**Stated task:**
Put every line of the data below into a Markdown table with the columns Row and Line, numbering each row and skipping blank lines. Leave the pictures out of the table.

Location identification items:
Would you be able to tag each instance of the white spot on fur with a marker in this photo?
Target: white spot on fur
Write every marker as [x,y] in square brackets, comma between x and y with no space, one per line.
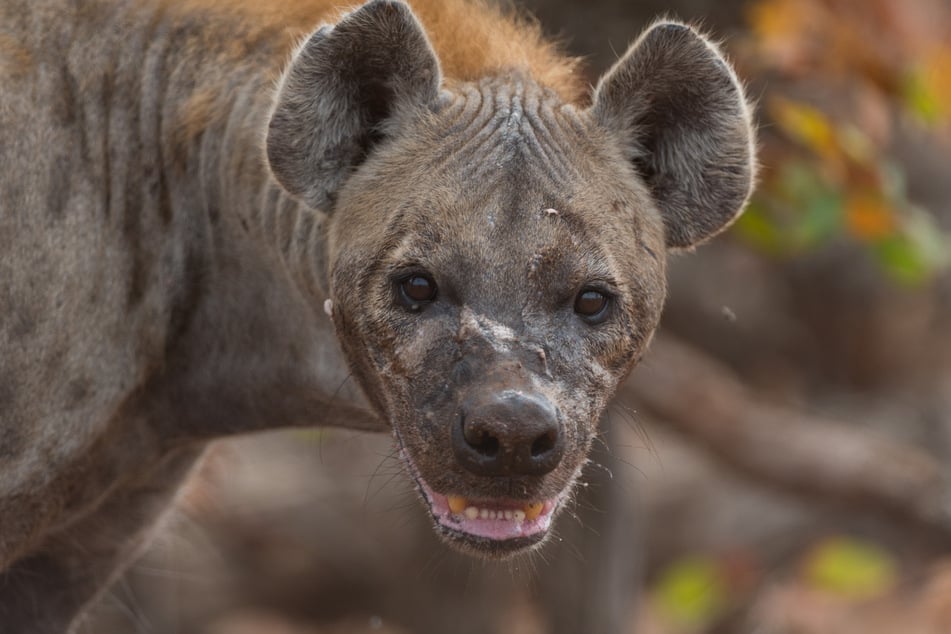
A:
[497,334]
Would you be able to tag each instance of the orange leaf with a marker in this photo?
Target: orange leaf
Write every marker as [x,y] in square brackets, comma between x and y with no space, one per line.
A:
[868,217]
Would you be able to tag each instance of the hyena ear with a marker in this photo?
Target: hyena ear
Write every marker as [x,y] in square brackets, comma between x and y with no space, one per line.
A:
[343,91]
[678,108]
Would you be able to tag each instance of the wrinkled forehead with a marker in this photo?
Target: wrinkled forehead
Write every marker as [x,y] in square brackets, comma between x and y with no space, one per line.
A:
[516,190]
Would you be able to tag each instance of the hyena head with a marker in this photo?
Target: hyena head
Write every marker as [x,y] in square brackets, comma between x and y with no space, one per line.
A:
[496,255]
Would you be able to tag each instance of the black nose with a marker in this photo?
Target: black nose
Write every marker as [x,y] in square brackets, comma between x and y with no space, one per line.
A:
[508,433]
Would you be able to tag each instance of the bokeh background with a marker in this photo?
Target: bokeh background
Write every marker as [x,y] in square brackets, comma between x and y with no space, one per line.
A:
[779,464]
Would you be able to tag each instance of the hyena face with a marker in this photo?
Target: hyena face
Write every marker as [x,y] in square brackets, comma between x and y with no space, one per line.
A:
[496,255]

**Result for this exercise:**
| Row | Line |
|---|---|
| 1 | Would you be able to tag each instance of the white spot on fur with a marker in this photo? |
| 2 | Target: white spot on fur |
| 3 | Write every marker as [x,y] in square brackets, comma between x and y with no space, one per line. |
| 4 | A: |
| 5 | [497,334] |
| 6 | Would you be able to tag each instance of the orange leaf with a marker in this photo? |
| 7 | Target: orange leaf |
| 8 | Write every marker as [x,y] in square brackets, comma between x and y with no space, one per line. |
| 9 | A: |
| 10 | [868,217] |
| 11 | Would you be able to tag each instance of the hyena ear with a marker in this photo? |
| 12 | Target: hyena ear |
| 13 | Write every marker as [x,y] in square brackets, comma between x and y with no space, one per line. |
| 14 | A: |
| 15 | [343,91] |
| 16 | [678,108] |
| 17 | Would you be able to tag each instance of the wrinkled forehead with a marker in this photo? |
| 18 | Target: wrinkled forehead |
| 19 | Write every marker as [x,y] in square brackets, comma between x and y with no space, one per line. |
| 20 | A: |
| 21 | [516,190] |
| 22 | Would you be able to tag each instance of the hyena head with a marker in this photo? |
| 23 | Target: hyena head |
| 24 | Write every marker as [x,y] in square brackets, comma between x and y with no space, one per line. |
| 25 | A: |
| 26 | [496,255] |
| 27 | Would you be able to tag each instance of the black nose with a marker in this photo? |
| 28 | Target: black nose |
| 29 | Write every marker as [x,y] in square brackets, comma between x and y with no space, one per line. |
| 30 | A: |
| 31 | [508,433] |
| 32 | Would you be able to tag each instance of the bokeh background with a marker in this photo? |
| 33 | Target: bokeh background |
| 34 | Write every marker as [x,y] in square brackets, comma between x and y with no space, one per line. |
| 35 | A: |
| 36 | [779,464] |
| 37 | Would you be able to tag each instance of the hyena face with a marker in this photo? |
| 38 | Target: hyena face |
| 39 | Write every marker as [x,y] in square brackets, comma between x and y with no space, one per line. |
| 40 | A: |
| 41 | [496,255] |